Short exercise:
Copy out word for word the lines from the one containing "I'd appreciate your help finding the player's leg" through the one containing "[76,385,118,480]", including both. Leave out any pictures.

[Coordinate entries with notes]
++++++++++

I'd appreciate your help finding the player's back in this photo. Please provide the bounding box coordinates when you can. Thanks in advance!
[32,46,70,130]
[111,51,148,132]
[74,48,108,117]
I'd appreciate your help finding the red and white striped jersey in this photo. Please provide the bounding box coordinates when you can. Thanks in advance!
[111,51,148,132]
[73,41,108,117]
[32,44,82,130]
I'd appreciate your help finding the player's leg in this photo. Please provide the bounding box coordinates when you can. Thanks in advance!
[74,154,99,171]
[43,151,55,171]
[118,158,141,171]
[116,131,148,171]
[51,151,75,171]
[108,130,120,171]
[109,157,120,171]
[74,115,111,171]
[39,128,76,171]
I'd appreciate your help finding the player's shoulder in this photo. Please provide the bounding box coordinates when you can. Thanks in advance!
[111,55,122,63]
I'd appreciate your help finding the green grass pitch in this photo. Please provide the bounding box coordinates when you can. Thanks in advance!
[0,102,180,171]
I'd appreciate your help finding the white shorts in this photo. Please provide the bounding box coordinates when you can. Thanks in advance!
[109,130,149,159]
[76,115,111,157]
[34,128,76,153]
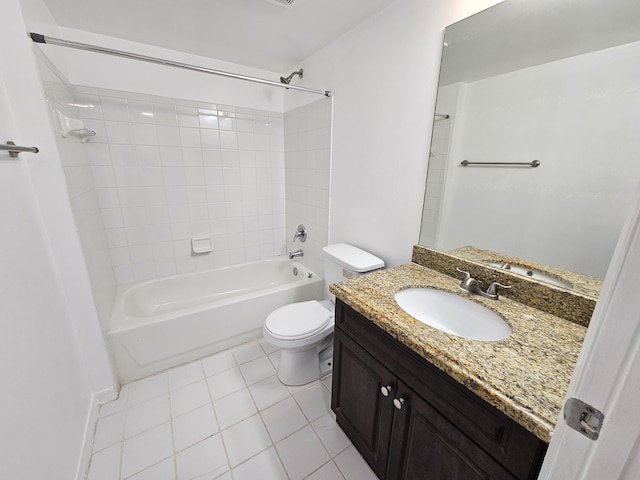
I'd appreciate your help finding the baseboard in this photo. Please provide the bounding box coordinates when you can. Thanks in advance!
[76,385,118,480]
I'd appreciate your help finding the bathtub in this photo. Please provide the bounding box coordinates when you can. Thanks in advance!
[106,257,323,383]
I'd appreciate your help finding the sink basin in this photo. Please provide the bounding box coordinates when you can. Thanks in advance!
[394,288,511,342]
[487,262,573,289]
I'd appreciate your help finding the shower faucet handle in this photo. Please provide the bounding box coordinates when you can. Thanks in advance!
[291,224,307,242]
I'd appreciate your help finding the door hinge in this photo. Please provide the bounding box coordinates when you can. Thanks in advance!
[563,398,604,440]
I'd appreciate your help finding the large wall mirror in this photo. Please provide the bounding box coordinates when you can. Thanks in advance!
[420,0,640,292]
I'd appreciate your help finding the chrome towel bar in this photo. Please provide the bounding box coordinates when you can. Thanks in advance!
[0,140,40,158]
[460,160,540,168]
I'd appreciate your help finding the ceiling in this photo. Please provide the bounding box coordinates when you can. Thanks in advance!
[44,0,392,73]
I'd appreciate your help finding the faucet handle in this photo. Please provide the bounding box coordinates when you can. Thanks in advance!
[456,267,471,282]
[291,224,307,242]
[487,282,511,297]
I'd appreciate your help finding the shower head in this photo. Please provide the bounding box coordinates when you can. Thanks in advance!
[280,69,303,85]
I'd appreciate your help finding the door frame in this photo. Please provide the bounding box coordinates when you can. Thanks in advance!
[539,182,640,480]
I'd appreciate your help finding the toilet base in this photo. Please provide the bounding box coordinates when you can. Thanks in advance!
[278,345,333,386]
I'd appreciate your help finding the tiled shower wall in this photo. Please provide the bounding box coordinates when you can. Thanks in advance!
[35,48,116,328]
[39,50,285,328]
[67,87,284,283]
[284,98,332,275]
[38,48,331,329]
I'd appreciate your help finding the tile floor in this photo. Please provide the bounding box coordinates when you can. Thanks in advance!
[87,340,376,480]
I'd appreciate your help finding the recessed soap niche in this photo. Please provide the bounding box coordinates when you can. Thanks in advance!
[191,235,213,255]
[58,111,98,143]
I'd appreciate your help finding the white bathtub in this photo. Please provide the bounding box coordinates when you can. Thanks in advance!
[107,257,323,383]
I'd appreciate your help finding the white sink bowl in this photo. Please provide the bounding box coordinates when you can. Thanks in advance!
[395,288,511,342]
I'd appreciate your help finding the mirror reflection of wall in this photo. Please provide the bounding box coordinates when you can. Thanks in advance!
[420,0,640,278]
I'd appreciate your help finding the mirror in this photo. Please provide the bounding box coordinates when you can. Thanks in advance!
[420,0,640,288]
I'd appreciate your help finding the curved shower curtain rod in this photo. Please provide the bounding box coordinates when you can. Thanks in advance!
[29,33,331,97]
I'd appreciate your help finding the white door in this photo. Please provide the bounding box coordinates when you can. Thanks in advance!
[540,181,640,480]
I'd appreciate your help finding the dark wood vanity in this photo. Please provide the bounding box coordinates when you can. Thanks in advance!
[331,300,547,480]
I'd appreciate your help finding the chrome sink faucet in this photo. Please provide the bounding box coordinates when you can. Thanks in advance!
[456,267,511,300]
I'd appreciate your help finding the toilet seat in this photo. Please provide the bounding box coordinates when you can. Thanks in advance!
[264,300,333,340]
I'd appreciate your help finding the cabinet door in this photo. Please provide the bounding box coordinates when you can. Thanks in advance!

++++++++++

Full output:
I'd appreciate your help finding the player's leg in this photo. Please provide the bounding box coordinates when you can. Thanks in advance!
[74,154,99,171]
[43,151,55,171]
[118,158,141,171]
[116,131,148,171]
[51,151,75,171]
[108,130,120,171]
[109,157,120,171]
[74,115,111,171]
[39,128,76,171]
I'd appreciate your help finding the player's shoulder in this photo. Please provide the bounding box coordinates when you can. Thanks in advance!
[111,55,122,63]
I'd appreciate your help finding the green grass pitch in this photo. Please provide the bounding box coordinates when you can. Thanks in advance!
[0,102,180,171]
I'd appreciate your help finding the white shorts in this photo. Please provide the bounding box coordinates when you can. Thanks in advance!
[109,130,149,159]
[76,115,111,157]
[34,128,76,153]
I'd appreciate your help finding the baseboard in this photo. Please provide the bounding box coordinates when you can. Thanks in advance!
[76,385,118,480]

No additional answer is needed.